**REQUEST**
Carry on the Prolog palindrome newsgroup post below, beginning right after its last sentence.

**PROVIDED TEXT**

= = = = =

Newsgroups: comp.lang.prolog
Path: cantaloupe.srv.cs.cmu.edu!das-news2.harvard.edu!news2.near.net!howland.reston.ans.net!swrinde!ihnp4.ucsd.edu!munnari.oz.au!cs.mu.OZ.AU!munta.cs.mu.OZ.AU!lee
From: lee@munta.cs.mu.OZ.AU (Lee Naish)
Subject: Re: Need some assistance!.
Message-ID: <9504617.3604@mulga.cs.mu.OZ.AU>
Sender: news@cs.mu.OZ.AU (CS-Usenet)
Organization: Department of Computer Sci, University of Melbourne
References: <Pine.A32.3.91.950212061326.159242A-100000@blue.weeg.uiowa.edu>
Date: Wed, 15 Feb 1995 06:06:06 GMT
Lines: 139

In article <Pine.A32.3.91.950212061326.159242A-100000@blue.weeg.uiowa.edu> "G. Dhingra" <gdhingra@blue.weeg.uiowa.edu> writes:
>Hi!,
>
>It has been a while since I worked with prolog but can one tell me a 
>succinct was of writing the predicate definition for Palindrome(A).

I just so happen to have a collection of palindrome definitions...

= = = = =

Data items
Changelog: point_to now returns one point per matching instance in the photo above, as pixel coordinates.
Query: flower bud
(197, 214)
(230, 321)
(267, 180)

= = = = =

**EXPECTED OUTPUT**
	lee

	% Justin's version
	% takes elements from the head of list and
	% puts then onto the head of an initially
	% empty list until the two lists unify
	% (more or less)
p1(X) :-
	p1a(X, []).

p1a(X, X).
p1a(_.X, X).
p1a(A.X, Y) :-
	p1a(X, A.Y).

	% append + reverse version (inefficient but cute)
p2(X) :-
	append(A, B, X),
	reverse(A, B).
p2(X) :-
	append(A, _.B, X),
	reverse(A, B).

	% (slightly) better append + reverse version
p3([]).
p3(X) :-
	append(A, B.C, X),
	(	reverse(A, B.C)
	;	
		reverse(A, C)
	).

	% tricky version
	% Basic idea is to figure out the length of the list
	% then unify the reversed first half with the second half.
	% This version avoids a separate first scan to find the length.
	% It uses two "copies" of X (two pointers two same structure)
	% - one to represent the length
	% - one for the elements
	% plus accumulator for reversed front of list
	% no choice points are created
p4(X) :-
	p4a(X, X, []).

p4a([], X, X).		% even length
p4a(_.L, X, As) :-
	p4b(L, X, As).

p4b([], _.X, X).	% odd length
p4b(_.L, A.X, As) :-
	p4a(L, X, A.As).

	% version using arg etc
	% doesn't work on long lists if there is a max arity
	% Copies elements of list into arguments of a (big) complex
	% term, uses functor to find out how many args there are,
	% then uses arg to unify pairs of args.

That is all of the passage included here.